Spatial annotation records
◇ ◇ ◇ ◇

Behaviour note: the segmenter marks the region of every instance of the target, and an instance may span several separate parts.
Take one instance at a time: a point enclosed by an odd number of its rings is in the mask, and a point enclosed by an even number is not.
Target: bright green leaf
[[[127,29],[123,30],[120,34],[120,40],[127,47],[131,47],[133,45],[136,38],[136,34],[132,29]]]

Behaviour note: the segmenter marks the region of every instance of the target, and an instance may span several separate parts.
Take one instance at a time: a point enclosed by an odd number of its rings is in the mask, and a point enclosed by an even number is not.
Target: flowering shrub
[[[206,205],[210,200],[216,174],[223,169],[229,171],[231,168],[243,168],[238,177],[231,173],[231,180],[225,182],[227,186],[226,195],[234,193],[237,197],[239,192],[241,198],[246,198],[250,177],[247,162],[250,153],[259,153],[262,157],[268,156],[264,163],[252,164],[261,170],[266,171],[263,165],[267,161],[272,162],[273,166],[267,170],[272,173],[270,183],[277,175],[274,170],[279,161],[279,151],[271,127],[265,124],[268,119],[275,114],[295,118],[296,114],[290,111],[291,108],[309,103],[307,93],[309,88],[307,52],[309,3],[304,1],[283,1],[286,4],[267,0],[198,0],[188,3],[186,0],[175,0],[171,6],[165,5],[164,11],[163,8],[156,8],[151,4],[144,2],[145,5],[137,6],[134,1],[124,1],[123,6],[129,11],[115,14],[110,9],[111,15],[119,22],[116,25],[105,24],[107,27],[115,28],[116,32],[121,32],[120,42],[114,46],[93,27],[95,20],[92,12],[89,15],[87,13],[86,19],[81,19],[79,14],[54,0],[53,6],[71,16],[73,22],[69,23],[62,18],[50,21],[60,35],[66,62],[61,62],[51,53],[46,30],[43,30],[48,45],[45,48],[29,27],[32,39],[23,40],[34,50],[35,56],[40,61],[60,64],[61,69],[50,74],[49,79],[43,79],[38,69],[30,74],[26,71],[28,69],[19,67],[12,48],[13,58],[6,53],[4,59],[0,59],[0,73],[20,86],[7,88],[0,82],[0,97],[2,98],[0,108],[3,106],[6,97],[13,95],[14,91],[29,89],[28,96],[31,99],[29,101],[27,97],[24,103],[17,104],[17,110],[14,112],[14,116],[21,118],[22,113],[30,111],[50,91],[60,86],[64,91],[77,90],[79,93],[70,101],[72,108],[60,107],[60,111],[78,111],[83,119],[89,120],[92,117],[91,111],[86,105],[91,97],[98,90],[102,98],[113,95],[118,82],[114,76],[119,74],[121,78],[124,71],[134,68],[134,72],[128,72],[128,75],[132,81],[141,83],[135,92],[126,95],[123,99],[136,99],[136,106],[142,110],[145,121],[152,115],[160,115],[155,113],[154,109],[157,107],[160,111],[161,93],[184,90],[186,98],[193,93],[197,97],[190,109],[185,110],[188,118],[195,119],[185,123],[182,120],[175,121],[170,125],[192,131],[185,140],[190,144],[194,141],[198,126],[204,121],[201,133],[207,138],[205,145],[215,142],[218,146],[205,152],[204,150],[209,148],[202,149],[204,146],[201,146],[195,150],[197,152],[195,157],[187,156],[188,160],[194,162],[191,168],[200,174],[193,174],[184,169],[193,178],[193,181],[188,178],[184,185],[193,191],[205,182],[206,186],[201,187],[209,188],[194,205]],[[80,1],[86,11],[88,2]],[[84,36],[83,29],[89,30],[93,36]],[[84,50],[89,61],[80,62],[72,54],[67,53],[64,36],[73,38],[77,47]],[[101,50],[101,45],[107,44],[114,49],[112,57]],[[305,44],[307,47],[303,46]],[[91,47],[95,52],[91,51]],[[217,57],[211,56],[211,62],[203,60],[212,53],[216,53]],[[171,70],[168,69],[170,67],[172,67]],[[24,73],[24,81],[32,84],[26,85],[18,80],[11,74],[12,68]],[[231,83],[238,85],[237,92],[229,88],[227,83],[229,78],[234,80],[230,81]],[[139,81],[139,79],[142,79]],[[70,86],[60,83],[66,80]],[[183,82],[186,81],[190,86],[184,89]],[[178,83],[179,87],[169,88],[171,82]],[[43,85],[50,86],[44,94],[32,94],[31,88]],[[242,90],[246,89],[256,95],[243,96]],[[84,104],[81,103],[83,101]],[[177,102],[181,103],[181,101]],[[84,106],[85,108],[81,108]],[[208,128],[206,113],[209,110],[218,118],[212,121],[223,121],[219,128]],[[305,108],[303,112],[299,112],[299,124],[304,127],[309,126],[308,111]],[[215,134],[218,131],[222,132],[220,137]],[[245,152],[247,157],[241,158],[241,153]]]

◇ ◇ ◇ ◇

◆ **Written task**
Write out the listing again, starting at its beginning and ending at the line containing "Target: bright green leaf", with "segmenter" changed to "annotator" and nothing else altered.

◆ **Correct result**
Behaviour note: the annotator marks the region of every instance of the target, and an instance may span several separate parts.
Take one instance at a time: a point enclosed by an odd number of its rings is in the mask, and a point enclosed by an even number is not.
Target: bright green leaf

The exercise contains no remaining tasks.